• Problem requirements: Repeat exactly the lines below that lie between the line with "Target: dry stubble field" and the line with "Target: gray rock", counting both of those lines as part of the answer.

Entries taken from a collection
===============

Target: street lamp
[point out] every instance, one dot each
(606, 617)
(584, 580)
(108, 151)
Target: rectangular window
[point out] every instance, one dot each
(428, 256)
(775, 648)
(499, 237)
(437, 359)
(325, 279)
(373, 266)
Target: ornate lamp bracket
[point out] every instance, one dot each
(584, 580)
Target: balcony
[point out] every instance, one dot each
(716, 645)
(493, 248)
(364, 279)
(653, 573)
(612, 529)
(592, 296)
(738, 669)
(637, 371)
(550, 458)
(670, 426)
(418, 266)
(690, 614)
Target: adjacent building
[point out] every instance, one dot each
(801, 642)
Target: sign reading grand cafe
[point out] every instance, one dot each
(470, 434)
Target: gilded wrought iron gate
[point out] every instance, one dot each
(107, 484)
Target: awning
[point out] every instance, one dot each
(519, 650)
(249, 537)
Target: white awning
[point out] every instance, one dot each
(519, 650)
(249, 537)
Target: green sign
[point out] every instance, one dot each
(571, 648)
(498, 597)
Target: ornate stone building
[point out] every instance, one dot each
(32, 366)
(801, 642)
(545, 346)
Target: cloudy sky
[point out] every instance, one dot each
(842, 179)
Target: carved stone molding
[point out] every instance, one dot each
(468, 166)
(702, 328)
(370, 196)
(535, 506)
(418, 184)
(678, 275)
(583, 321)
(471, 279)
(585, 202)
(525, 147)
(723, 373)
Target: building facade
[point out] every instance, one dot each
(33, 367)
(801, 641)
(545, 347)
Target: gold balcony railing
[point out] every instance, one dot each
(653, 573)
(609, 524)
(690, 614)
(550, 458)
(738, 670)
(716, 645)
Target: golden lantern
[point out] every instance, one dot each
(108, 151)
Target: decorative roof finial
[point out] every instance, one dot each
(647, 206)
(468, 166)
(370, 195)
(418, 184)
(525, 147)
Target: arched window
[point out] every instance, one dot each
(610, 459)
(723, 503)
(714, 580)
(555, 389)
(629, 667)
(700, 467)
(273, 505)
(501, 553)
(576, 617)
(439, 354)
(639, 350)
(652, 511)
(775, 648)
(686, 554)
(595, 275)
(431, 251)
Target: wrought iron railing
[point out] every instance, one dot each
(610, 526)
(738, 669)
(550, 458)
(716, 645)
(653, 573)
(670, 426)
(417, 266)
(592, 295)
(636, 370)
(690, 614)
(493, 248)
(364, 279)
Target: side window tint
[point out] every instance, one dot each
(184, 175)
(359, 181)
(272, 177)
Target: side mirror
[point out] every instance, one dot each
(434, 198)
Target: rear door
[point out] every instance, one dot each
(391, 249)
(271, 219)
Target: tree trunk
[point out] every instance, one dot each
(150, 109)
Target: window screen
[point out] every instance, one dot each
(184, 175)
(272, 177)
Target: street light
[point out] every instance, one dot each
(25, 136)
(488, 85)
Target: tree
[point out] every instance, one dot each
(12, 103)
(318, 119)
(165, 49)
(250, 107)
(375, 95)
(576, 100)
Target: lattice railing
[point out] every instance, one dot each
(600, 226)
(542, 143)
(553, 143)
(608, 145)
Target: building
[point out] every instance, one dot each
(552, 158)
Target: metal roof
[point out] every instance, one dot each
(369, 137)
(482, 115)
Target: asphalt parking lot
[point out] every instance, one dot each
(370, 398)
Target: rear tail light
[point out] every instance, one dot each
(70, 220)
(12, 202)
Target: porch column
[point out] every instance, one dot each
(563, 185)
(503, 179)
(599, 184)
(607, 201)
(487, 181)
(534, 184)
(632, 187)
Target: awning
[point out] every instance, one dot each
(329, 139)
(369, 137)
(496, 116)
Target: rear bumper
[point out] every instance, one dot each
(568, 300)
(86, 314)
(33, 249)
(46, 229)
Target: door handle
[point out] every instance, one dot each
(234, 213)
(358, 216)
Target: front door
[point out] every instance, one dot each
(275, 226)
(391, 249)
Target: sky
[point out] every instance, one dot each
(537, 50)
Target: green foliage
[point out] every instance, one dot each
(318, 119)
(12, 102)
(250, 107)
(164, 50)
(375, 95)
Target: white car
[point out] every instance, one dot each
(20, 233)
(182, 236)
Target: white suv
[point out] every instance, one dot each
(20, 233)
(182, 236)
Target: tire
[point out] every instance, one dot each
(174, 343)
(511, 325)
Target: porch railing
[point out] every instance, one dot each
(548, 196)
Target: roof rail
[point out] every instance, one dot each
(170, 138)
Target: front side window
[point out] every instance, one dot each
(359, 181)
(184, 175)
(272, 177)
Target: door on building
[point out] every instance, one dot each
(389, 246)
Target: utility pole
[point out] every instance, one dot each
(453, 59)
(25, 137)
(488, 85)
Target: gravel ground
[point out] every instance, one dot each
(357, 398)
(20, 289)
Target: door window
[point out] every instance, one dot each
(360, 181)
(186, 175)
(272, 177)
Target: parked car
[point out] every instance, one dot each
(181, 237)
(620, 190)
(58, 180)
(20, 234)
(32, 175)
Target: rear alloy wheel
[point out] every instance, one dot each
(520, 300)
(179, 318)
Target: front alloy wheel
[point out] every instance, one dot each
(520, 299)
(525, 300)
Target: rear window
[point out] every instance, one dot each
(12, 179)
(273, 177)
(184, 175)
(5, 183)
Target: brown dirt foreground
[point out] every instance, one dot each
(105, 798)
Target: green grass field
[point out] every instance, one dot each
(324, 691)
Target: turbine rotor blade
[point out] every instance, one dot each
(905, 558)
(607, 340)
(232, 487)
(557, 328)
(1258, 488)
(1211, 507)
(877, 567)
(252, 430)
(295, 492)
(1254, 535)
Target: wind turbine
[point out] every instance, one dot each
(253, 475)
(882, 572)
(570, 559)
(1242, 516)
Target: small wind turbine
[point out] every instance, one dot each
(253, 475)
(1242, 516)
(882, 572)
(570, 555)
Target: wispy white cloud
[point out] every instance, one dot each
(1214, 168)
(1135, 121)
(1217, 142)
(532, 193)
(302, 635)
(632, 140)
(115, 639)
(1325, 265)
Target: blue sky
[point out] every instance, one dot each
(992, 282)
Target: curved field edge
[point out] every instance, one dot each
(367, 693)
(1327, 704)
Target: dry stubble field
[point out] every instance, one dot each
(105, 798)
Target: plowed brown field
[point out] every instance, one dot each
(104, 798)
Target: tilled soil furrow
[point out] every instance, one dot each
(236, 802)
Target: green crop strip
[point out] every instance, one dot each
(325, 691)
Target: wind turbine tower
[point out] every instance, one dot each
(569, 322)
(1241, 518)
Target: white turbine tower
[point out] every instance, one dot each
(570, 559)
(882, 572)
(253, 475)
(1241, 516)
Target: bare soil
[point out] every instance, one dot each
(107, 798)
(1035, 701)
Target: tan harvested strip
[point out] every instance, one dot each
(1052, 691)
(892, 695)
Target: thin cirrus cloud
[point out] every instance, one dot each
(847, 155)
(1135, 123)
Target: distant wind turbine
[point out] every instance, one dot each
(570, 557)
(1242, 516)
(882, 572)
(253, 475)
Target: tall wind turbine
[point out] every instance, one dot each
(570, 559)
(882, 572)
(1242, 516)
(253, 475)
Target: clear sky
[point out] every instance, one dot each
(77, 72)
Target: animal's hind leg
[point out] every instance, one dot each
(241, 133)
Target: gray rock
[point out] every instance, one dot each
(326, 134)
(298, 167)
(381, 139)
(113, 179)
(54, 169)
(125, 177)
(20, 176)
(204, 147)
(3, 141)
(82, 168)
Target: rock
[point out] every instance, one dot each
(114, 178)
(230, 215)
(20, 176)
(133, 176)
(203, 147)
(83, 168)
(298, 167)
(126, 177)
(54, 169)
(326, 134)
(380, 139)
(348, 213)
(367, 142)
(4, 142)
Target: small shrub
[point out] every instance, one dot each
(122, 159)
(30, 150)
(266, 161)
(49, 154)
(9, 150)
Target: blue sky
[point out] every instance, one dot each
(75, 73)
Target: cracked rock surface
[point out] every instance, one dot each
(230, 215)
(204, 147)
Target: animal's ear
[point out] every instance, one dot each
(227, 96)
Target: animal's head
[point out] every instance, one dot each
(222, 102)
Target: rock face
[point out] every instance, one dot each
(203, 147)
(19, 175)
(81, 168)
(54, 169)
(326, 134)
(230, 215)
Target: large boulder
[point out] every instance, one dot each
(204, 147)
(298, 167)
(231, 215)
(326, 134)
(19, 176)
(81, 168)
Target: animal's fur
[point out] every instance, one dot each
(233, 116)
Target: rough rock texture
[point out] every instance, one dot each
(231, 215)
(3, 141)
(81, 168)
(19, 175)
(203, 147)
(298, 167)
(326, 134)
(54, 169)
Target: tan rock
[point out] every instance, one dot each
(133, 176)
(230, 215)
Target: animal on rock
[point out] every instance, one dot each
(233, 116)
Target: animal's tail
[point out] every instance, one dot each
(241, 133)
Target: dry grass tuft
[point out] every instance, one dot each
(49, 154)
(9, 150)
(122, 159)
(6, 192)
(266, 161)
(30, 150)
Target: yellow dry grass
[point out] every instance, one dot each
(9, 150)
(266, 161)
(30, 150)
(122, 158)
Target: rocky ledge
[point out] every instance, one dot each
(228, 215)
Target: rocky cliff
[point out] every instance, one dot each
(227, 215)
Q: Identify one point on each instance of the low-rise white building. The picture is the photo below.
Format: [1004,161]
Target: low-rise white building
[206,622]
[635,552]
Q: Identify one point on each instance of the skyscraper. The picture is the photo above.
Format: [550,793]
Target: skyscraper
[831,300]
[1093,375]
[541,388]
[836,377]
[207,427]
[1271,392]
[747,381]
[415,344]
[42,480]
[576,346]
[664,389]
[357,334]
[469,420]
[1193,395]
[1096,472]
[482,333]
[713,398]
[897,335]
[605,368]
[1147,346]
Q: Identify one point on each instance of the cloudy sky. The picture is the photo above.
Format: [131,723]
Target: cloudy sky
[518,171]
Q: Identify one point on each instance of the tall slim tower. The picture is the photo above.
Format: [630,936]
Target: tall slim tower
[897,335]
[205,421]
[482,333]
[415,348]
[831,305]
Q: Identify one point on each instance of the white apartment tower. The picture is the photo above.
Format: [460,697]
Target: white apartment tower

===============

• Answer to this problem:
Target: dry stubble field
[point out] every instance, one dot each
(105, 798)
Target: plowed brown field
[point out] every instance, one dot each
(104, 798)
Target: tilled soil furrow
[point out] every instance, one dot each
(236, 802)
Target: green crop strip
[point out] every instance, one dot each
(325, 691)
Target: wind turbine tower
[point out] every instance, one dot each
(569, 322)
(1241, 518)
Target: white turbine tower
[point out] every instance, one dot each
(570, 559)
(882, 572)
(253, 475)
(1241, 516)
Target: bare soil
[point out] every instance, one dot each
(107, 798)
(1035, 701)
Target: tan harvested strip
[point out] every instance, one dot each
(1052, 691)
(892, 695)
Target: thin cirrus cloud
[point out] every instance, one dot each
(847, 155)
(1135, 123)
Target: distant wind turbine
[point out] every instance, one dot each
(570, 557)
(1242, 516)
(882, 572)
(253, 475)
Target: tall wind turbine
[point out] every instance, one dot each
(570, 559)
(882, 572)
(1242, 516)
(253, 475)
Target: clear sky
[point out] every instance, one dot each
(77, 72)
Target: animal's hind leg
[point out] every instance, one dot each
(241, 133)
Target: gray rock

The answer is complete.